* Begin EXCERPTED PASSAGE *
Chapter 7 Summary: “The Great Treasure”

Content Warning: This section of the guide includes discussion of gender-based discrimination, racism/xenophobia, and religious discrimination/trauma.


Arha keeps Sparrowhawk prisoner in the Painted Room. Kossil does not ask about him again, perhaps thinking he is already dead. Realizing she cannot request food for a dead man, Arha stops eating, instead hoarding most of her meals to take to him in secret. She grows weak, though she is used to fasting for several days at a time. On the fourth day, she brings food to Sparrowhawk and questions him about the Inner Lands. He describes the city of Havnor, where great palaces and towers of white marble house the richest princes and merchants of Earthsea.


Sparrowhawk mentions Erreth-Akbe, and Arha tells him what she knows of the story. Sparrowhawk adds that Erreth-Akbe was a dragon lord, or a person who can speak the language of dragons, earning their respect. Sparrowhawk is also a dragon lord. Again, Arha accuses him of being a petty thief who pretends to know everything to make her feel small and ignorant. She says that she knows the only true thing: the silence and darkness of the Tombs.
* End EXCERPTED PASSAGE *
**PROBLEMS TO WORK ON:**
• 1. Decide whether each statement agrees with the chapter summary, answering yes or no and quoting the exact words that decide it: (a) Kossil keeps asking Arha about Sparrowhawk. (b) Arha brings food to Sparrowhawk on the fourth day. (c) Sparrowhawk is a dragon lord.
• 2. List every person named in the chapter summary.
• 3. According to the chapter summary, in which room does Arha keep Sparrowhawk prisoner?
The items play no part in any of these tasks.
* Begin RECORD EXTRACTS *
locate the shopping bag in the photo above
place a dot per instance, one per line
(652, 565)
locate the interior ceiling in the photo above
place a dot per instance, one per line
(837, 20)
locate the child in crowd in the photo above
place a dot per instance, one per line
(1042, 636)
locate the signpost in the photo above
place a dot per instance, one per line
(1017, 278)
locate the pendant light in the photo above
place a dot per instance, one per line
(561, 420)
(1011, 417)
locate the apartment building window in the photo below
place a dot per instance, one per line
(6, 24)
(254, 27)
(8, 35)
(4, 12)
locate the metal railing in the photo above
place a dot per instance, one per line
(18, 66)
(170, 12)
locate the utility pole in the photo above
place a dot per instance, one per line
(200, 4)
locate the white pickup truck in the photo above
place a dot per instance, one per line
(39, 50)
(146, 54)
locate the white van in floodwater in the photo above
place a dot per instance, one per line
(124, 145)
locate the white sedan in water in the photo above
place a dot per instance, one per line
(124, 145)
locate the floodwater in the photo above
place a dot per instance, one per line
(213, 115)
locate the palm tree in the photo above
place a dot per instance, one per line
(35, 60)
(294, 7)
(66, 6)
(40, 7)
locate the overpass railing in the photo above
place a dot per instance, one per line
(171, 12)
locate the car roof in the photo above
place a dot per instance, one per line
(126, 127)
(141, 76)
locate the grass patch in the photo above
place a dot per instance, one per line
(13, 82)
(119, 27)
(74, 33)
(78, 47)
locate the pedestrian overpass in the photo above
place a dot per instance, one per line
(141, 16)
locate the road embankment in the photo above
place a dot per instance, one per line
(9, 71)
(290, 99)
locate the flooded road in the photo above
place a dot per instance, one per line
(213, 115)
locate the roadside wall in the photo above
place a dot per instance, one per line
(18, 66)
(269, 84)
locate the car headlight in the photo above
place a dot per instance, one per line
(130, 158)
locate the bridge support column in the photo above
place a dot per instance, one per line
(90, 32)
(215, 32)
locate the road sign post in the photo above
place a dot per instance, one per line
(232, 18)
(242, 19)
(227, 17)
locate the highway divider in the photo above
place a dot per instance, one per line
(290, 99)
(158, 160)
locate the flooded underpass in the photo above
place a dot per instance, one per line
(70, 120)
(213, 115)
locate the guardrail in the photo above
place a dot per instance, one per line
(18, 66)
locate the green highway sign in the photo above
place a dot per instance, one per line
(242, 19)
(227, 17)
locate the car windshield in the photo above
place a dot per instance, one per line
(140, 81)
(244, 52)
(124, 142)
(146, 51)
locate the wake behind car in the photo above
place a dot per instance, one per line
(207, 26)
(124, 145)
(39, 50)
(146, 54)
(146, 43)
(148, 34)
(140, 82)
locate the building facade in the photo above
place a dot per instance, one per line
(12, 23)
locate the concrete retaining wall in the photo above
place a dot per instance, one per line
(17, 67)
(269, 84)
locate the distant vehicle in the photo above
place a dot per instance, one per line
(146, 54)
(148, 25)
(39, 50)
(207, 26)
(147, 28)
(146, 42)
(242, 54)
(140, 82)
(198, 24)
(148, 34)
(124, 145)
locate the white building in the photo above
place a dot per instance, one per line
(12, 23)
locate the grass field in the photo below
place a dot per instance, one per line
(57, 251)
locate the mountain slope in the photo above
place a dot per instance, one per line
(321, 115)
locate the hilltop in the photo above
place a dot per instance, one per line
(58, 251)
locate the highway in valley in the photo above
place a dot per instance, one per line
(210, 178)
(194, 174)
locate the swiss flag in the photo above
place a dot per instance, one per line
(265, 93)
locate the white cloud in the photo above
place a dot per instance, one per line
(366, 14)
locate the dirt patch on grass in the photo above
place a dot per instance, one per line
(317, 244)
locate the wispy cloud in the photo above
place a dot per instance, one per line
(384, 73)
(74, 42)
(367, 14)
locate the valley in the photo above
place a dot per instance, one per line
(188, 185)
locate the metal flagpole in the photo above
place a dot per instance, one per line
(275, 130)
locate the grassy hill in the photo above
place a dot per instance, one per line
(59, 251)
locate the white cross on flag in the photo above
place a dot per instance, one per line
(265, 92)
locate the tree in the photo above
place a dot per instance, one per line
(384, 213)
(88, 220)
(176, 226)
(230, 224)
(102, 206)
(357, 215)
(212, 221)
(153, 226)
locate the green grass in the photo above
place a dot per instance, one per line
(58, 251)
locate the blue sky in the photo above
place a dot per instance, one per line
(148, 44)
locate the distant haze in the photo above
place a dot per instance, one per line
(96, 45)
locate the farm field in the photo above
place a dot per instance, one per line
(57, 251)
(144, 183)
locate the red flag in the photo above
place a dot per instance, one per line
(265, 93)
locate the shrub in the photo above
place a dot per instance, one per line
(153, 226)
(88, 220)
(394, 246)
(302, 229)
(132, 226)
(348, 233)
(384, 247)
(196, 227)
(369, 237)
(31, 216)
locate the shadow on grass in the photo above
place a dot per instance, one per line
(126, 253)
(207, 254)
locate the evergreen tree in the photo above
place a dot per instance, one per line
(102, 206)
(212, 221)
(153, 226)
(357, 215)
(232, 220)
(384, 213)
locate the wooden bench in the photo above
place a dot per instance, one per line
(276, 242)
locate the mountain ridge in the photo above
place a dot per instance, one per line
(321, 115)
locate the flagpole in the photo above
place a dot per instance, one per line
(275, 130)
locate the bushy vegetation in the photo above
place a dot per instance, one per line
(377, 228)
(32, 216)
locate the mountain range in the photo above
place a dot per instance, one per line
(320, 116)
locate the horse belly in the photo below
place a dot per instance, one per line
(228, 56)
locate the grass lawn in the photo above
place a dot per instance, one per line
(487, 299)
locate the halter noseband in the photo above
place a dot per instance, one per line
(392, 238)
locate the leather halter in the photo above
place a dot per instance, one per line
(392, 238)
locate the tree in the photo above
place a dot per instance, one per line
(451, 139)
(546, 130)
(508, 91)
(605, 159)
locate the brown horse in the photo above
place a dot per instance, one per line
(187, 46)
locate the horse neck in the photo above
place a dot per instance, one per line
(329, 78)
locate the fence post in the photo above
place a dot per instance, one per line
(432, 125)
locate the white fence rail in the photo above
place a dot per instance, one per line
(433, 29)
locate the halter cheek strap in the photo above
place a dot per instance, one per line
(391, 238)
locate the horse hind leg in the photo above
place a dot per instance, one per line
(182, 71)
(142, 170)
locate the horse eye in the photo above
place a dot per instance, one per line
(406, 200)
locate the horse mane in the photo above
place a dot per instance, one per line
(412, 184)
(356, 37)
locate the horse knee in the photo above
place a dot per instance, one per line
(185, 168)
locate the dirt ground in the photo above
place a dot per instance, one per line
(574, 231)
* End RECORD EXTRACTS *
**FINAL ANSWERS:**
• 1.
(a) No: "Kossil does not ask about him again"
(b) Yes: "On the fourth day, she brings food to Sparrowhawk"
(c) Yes: "Sparrowhawk is also a dragon lord."

• 2. Arha, Sparrowhawk, Kossil, Erreth-Akbe

• 3. The Painted Room